▸ Problems and tasks:
(A) In the Dweck book review, what three things does the reviewer say readers get instead of explication and application? List them.
(B) According to the Dweck book review, which academic book by Dweck on the same subject might hold the deeper material?
(C) Extend the Dweck book review, picking up after its final sentence.

▸ Excerpt provided:
====
What's the problem then? The problem is this book and how it is written; specifically, Dweck underestimates her audience's ability to handle the strong stuff. Instead of explication and application, we are treated to story after story, anecdote upon anecdote, and imaginary dialogues with non-existent people. I'm by nature a careful reader but I found myself flicking, scanning and otherwise anxious to get it finished. That's what I usually do when I read the psychology section of a magazine.
And the worst about it is, Dweck has so much of depth and detail to say. I suspect that she has said it in her more academic book on the same subject, 'Self-Theories: Their Role in Motivation, Personality and Development'. I suspect, further, that someone convinced her of the need to write a popular account of findings, dumbed down for us plebs. Perhaps this is slightly unfair; Dweck's passion for facilitating positive change in people's lives does shine through. But I needed less motivational patter, more on her theory of motivation. I'm a big boy, I can take it.
====
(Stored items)
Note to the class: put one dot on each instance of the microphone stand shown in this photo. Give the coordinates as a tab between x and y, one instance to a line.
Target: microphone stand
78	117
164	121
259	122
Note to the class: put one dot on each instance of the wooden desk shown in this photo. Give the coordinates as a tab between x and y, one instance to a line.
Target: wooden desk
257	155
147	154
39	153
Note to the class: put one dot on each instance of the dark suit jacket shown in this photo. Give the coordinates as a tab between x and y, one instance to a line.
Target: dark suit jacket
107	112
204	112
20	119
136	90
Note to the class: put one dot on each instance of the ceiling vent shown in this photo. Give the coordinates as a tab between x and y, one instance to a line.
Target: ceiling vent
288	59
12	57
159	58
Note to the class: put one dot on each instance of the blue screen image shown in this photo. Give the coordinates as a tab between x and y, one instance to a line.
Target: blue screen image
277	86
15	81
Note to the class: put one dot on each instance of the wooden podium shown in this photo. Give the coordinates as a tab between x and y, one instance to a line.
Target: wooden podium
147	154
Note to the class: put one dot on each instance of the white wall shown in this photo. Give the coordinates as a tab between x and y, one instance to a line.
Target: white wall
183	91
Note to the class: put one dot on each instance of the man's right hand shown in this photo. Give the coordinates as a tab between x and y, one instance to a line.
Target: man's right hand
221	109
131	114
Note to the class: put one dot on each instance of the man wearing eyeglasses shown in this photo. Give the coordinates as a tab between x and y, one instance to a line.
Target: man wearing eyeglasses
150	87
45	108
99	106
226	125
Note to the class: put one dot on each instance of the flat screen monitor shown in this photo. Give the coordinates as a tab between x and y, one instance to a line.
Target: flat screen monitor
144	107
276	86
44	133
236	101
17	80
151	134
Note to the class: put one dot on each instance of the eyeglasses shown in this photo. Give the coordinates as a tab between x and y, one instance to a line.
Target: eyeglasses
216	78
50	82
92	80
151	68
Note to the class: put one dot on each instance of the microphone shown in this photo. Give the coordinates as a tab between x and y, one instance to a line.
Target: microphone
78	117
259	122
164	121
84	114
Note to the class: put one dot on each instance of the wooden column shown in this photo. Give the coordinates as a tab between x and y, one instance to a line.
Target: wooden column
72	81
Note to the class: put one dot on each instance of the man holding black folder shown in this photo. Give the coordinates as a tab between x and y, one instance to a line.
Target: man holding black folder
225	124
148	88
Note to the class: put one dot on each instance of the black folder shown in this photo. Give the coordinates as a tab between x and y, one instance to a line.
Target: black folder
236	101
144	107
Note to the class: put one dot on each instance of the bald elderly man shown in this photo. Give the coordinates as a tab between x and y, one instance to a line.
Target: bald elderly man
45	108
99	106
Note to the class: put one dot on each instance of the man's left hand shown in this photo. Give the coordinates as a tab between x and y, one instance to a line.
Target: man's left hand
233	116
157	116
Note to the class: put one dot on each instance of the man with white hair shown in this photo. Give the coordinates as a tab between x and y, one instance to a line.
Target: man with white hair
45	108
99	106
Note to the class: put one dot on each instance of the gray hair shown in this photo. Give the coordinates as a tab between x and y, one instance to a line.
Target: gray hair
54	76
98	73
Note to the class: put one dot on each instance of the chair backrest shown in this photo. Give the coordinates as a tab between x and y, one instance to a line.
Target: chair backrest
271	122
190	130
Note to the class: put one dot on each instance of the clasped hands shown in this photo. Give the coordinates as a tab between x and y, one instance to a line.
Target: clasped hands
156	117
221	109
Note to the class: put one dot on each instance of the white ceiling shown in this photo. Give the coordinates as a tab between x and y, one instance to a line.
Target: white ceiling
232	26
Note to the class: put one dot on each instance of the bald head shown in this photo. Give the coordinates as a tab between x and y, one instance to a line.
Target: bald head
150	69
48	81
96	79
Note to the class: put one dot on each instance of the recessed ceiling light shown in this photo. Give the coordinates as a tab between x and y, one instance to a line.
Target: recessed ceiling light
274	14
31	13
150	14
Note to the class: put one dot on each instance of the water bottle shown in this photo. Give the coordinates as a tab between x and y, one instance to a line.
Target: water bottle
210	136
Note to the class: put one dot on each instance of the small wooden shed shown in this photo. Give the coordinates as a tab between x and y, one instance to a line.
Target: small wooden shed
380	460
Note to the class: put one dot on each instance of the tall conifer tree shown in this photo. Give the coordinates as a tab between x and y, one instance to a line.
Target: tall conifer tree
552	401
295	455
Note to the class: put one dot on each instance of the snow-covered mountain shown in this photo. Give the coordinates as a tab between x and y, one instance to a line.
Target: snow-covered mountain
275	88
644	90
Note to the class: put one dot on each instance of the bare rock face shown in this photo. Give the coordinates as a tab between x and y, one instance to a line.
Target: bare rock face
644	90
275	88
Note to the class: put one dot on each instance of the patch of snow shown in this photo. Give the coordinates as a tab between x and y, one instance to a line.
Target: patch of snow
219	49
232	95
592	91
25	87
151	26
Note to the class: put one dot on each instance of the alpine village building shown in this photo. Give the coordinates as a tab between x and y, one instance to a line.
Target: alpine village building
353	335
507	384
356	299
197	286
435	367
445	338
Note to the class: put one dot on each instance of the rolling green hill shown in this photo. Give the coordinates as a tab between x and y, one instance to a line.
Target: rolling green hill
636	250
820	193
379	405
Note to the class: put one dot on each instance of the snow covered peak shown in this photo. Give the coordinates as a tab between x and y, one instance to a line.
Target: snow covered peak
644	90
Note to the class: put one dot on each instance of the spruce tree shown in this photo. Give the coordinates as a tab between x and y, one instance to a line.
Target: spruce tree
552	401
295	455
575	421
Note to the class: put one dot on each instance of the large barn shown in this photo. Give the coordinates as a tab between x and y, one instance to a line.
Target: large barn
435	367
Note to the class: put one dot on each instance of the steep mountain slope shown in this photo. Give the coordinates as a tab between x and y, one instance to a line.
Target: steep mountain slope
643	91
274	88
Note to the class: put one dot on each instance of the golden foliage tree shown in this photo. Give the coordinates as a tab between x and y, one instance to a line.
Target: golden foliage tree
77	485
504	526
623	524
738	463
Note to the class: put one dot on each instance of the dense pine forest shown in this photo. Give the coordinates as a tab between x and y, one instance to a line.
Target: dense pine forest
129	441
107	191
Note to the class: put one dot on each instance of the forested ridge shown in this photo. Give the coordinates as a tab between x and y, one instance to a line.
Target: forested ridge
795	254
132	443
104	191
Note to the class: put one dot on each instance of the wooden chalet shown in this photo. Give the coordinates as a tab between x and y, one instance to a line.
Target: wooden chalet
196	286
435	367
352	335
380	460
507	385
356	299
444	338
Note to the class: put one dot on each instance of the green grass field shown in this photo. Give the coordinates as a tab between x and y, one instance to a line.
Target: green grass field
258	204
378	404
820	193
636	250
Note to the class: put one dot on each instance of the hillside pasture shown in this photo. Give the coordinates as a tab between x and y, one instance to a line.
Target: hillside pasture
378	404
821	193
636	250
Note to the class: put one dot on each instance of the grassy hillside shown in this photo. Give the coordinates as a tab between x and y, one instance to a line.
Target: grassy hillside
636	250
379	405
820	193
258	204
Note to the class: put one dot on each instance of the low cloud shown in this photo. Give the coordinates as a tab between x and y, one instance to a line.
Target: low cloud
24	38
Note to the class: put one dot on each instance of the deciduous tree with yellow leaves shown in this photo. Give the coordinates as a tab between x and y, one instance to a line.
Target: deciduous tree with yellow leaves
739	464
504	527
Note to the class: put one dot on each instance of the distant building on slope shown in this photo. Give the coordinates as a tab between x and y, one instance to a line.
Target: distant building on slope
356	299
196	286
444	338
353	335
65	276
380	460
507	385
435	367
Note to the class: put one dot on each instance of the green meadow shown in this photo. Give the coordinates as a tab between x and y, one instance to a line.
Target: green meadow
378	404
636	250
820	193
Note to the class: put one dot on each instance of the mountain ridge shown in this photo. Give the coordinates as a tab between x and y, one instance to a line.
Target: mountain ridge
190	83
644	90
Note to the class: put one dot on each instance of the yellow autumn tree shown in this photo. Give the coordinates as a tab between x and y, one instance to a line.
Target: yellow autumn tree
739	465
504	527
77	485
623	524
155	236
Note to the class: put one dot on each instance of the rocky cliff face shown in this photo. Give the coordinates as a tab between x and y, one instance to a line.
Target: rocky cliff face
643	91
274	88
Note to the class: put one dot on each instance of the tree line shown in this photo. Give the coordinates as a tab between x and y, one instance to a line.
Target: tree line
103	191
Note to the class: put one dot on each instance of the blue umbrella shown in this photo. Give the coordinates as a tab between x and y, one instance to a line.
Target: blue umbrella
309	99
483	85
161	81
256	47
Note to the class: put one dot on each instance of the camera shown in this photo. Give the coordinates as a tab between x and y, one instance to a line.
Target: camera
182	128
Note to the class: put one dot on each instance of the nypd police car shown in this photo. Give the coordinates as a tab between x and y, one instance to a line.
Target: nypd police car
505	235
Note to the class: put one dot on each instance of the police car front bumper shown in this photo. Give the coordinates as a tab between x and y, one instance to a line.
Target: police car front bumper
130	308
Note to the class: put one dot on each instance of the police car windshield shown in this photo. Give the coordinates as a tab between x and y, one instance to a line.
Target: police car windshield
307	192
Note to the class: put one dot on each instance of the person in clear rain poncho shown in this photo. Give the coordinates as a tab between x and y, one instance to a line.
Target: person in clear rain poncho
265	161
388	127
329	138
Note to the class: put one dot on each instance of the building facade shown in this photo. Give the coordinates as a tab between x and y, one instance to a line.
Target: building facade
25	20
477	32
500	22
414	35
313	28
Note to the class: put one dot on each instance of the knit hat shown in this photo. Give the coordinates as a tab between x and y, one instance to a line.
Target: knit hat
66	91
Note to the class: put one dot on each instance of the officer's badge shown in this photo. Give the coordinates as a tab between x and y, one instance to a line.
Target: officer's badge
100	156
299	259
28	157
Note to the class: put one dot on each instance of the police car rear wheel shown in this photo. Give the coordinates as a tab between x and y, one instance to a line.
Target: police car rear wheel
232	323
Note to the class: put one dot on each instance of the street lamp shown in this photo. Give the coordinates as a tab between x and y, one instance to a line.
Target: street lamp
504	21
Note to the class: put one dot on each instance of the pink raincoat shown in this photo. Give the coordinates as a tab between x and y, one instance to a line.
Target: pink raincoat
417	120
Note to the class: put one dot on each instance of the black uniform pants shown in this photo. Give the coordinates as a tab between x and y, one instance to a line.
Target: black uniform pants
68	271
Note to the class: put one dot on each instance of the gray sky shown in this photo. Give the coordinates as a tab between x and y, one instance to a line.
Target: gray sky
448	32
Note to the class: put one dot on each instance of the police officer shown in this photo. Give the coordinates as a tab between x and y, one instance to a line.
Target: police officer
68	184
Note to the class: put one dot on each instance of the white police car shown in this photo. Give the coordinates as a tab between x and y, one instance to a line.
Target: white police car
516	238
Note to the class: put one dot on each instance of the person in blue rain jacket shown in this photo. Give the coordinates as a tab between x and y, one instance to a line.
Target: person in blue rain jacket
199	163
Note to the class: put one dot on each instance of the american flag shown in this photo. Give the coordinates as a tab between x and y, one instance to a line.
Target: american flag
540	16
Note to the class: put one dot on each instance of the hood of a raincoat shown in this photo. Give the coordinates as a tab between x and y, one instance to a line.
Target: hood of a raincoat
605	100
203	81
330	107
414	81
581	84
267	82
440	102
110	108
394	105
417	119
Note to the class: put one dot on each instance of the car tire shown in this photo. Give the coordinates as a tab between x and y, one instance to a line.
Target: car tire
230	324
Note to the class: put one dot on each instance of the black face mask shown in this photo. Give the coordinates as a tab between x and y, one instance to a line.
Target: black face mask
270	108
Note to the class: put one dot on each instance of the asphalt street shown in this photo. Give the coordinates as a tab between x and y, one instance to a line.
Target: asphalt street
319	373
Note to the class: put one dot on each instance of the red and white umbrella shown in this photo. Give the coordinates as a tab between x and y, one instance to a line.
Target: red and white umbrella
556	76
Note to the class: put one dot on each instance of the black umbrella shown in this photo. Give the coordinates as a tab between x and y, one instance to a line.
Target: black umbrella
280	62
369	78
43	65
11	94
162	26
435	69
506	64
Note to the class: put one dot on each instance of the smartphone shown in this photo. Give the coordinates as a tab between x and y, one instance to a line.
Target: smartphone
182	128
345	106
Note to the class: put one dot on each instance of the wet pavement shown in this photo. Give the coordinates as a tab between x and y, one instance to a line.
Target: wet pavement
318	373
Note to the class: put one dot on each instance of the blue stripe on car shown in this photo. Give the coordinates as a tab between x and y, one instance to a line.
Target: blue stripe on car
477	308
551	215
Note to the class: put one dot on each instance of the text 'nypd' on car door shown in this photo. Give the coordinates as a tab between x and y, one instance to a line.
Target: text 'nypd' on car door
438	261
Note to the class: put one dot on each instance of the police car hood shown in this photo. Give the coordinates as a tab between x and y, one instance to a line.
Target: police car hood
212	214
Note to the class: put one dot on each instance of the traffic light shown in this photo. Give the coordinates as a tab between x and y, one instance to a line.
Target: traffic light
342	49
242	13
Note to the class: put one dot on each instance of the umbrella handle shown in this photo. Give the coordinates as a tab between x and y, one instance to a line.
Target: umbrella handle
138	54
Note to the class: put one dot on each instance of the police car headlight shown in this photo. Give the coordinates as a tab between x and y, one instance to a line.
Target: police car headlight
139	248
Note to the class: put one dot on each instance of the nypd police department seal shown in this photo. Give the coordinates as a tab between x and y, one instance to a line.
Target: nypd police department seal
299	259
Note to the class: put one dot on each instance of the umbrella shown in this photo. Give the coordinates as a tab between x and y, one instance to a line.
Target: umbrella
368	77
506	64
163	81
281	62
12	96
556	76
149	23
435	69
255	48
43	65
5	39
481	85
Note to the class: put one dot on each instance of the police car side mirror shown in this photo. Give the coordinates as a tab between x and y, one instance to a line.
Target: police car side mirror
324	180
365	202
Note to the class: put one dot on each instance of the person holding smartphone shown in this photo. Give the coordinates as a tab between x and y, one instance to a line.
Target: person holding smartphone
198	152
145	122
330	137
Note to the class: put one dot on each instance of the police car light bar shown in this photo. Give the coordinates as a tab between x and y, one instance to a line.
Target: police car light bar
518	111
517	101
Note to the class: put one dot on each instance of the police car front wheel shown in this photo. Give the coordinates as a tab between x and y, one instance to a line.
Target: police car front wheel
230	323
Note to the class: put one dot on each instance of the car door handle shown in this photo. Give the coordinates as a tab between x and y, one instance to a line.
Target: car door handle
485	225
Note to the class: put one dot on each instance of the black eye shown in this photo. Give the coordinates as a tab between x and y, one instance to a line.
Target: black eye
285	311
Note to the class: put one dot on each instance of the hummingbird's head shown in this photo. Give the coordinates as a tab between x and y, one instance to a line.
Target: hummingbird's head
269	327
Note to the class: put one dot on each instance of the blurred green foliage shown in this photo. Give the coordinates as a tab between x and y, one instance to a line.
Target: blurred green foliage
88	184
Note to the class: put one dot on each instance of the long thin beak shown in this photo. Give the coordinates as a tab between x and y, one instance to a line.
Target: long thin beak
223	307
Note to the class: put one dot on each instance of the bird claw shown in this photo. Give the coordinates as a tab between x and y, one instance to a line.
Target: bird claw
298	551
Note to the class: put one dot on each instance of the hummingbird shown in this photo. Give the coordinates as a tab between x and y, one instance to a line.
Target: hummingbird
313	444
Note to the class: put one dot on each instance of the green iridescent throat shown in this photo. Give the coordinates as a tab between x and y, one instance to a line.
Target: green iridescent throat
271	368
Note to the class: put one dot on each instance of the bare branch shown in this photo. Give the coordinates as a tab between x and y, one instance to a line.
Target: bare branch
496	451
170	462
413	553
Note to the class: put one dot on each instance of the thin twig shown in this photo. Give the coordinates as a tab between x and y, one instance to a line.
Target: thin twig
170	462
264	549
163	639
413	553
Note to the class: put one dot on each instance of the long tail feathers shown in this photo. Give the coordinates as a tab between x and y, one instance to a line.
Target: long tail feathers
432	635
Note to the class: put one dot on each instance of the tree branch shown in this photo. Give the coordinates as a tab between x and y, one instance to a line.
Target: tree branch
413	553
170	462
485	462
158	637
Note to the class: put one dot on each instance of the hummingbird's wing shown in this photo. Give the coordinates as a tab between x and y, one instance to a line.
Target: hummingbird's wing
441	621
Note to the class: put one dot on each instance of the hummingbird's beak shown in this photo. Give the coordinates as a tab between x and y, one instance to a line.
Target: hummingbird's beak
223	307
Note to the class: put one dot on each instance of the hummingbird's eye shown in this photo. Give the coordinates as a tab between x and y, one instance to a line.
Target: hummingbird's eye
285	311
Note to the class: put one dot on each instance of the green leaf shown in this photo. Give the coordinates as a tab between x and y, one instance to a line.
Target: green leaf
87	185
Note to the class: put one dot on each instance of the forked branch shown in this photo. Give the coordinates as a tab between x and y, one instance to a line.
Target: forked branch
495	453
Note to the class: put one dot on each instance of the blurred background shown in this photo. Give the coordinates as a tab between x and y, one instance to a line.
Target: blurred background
====
▸ Answers for each item:
(A) Story after story; anecdote upon anecdote; imaginary dialogues with non-existent people.

(B) 'Self-Theories: Their Role in Motivation, Personality and Development'.

(C)
What frustrated me the most were the hints in her book of the workshops and training sessions she has supervised in order to help people grow a growth mindset (140-141 and 218-220). I wanted details, details, details. Instead, there were brief overviews, references to techniques without the possibility of follow-up, and dead ends. But surely this should be the very hub of the book. The concept of 'how to' might seem beneath the purview of lofty academics but for the average buyer of this book I'm guessing this is almost all of what is required. A large chunk of other reviewers seem to agree.
As well as more detail on use and how-to, I'd have appreciated some thought from the other end of the spectrum. What I mean is, if true, I think Dweck's theory constitutes a deep interpretation of human nature. She does recognise that mindsets run at a more basic level than the techniques and approaches of therapies such as CBT or REBT (216). Maybe I'm over-doing it, but I kept thinking of the debates in pre-Socratic philosophy between the worldviews of being and becoming, Parmenides versus Heraclitus. It also minded me of debates about personal identity and persistence over time i.e. whether personality is fixed, in flux or a fiction. One reason why I rate Mihaly Csikszentmihalyi`s 'flow' concept so highly is because he interacts with it on all these levels.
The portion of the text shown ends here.